# Page text
Johannes Brahms
(1833-1897)

One of the leading German composers in the Late Romantic era, Johannes Brahms is included in the three “Big Bs” – Bach, Beethoven, and Brahms. He was a champion of the symphony, taking the baton from Beethoven, and creating a foundation for music in the 20th century. He considered himself a ‘musician of the future’, and his music conveyed progressive ideas that would be studied and imitated for years to come.

Brahms was born in Hamburg, Germany on May 7, 1833, to a working-class family. His mother was a seamstress, and his father, a musician. At the age of seven, Brahms began to take music lessons on piano, cello, and horn with Otto Friedrich Willibald Cossel, and then began studying piano and composition with Edward Marxsen. At the age of ten, Brahms made his performing debut as a pianist in a chamber concert. Five years later, he debuted as a soloist.  

As a young professional musician, Brahms used his earnings to help support his family. He taught private lessons, performed at parties and restaurants, assisted as a theatre accompanist, and arranged music for brass band, his father’s sextet, and four-hand piano. While on tour with the Hungarian violinist Ede Remenyi, Brahms met Joseph Joachim and Franz Liszt, who would become lifelong friends.  

In the summer of 1853, Brahms met his most significant contemporaries, friends, and advocators: Clara and Robert Schumann. At the end of 1853, Brahms traveled to Leipzig to perform, network, and submit his works to be published. He caught the interest of two publishers - Breitkopf & Hartel and Bartolf Senff – who published his first six works. 

In the spring, Brahms began to work on the d minor piano concerto and struggled tremendously. He proceeded to collaborate with Joachim, and refined his compositional skills. This boosted his confidence, and the concerto premiered in January of 1859. Unfortunately, it was not received well, and this was a major setback for Brahms. Breitkopf & Hartel refused to accept his submitted works in 1860, so he turned to two different publishers. One was a smaller publishing house in Switzerland, run by Jakob Rieter-Biedermann, and the other was Simrock, a German publishing firm.

# Extracted entries

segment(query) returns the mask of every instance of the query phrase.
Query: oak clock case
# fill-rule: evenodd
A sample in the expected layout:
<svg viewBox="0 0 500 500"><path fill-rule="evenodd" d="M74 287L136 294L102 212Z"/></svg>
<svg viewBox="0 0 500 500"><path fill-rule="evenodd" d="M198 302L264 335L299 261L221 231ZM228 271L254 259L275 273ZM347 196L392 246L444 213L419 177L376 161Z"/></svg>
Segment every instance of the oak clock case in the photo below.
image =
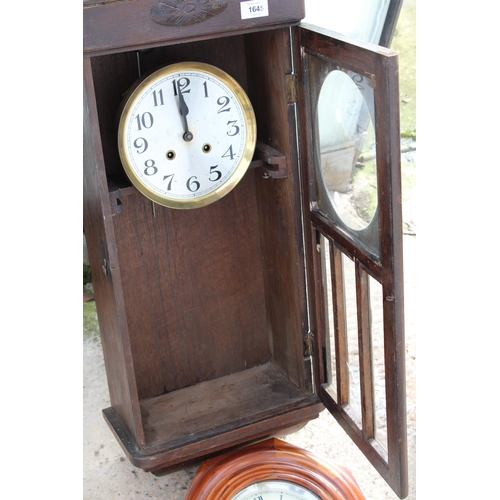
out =
<svg viewBox="0 0 500 500"><path fill-rule="evenodd" d="M226 195L245 175L255 141L255 115L241 86L195 62L145 78L127 98L118 129L129 179L170 208L199 208Z"/></svg>
<svg viewBox="0 0 500 500"><path fill-rule="evenodd" d="M218 2L217 15L189 21L180 30L175 23L153 20L152 3L84 2L84 230L110 395L110 406L103 410L107 424L132 464L163 473L283 435L326 408L404 496L394 54L299 26L304 9L298 1L270 0L269 15L259 20L241 19L238 2ZM204 206L180 210L160 203L169 203L165 193L155 201L151 191L158 189L149 187L152 201L130 180L120 158L116 117L138 78L192 62L218 68L238 83L252 104L258 137L239 182ZM372 120L387 139L380 146L377 142L377 184L384 186L378 190L374 223L377 245L368 245L328 212L327 204L318 204L322 181L315 101L326 75L339 68L376 82ZM180 141L189 148L197 140L189 129L195 108L189 93L182 96L189 112L181 115L178 95L172 113ZM160 104L159 91L156 98ZM166 106L166 91L163 99ZM141 126L150 123L148 117L142 122L145 112ZM182 139L183 117L192 144ZM132 144L137 139L131 137ZM197 154L205 158L203 145L215 147L212 139L200 140ZM142 151L144 142L136 146ZM181 157L166 146L164 163L171 161L170 150ZM144 169L152 166L145 164L149 159L160 168L155 155L144 158ZM209 177L219 180L215 170ZM168 175L162 173L162 180ZM200 179L189 181L193 176L180 182L183 192L190 192L188 185L197 187L193 181L201 190ZM342 259L355 266L359 297L359 419L347 390ZM387 437L381 445L369 355L371 281L383 292ZM332 300L334 332L326 324Z"/></svg>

# What is required
Continue the Brahms biography from its final sentence, about the publishers Rieter-Biedermann and Simrock.

# Expected answer
At the end of January 1865, Brahms’s mother died. He took his emotions and poured them into The German Requiem, op. 45. The premiere of this piece gave Brahms his breakthrough as a composer. From this point forward, Brahms continued to compose as a response to major life events. 

In 1873, Brahms began to approach his prime. He completed the first two string quartets that he allowed to be published, to great success. Brahms was very hesitant to write for orchestra, especially symphonies, as he felt he had to step up to the standard of Beethoven. However, after composing and revising for twenty years, his first symphony was born in 1876. The following year, he finished Symphony No. 2 in D Major. Looking at his third and fourth symphonies, completed in 1883 and 1885 respectively, his unique style emerged significantly, exemplified in characteristics such as wide melodic spans, cross-relations between major and minor tonic chords, and rhythmic ambiguity of triple and duple subdivisions of the beat. Brahms earned the public’s respect and recognition through his years of thoughtful composing. 

The summer of 1880 marked the completion of his only two overtures: the Academic Festival Overture and the Tragic Overture. His mature works were topped off with three concertos - the Violin Concerto in D Major (1878), the Piano Concerto No. 2 in Bb (1881), and the Double Concerto for Violin and Cello (1887).  

The 1890s marked Brahms’ decline. Many of his friends began passing, and he announced his retirement from composing twice – once in 1890 and then again in 1894. However, Richard Muhlfeld, a clarinetist based in Meiningen, was able to draw out the last musical ideas of Brahms, which resulted in several chamber works highlighting the clarinet. His final compositions, the 11 Chorale Preludes for organ, were written in response to the death of Clara Schumann in May 1896.  

One of his last public outings was to attend the Vienna Philharmonic performance of his fourth symphony, conducted by Hans Richter. There was a standing ovation after every movement. Less than a month later, on April 3, 1897, he died of liver cancer.  His remains are in the Zentralfriedhof in Vienna, close to the graves of Schubert and Beethoven.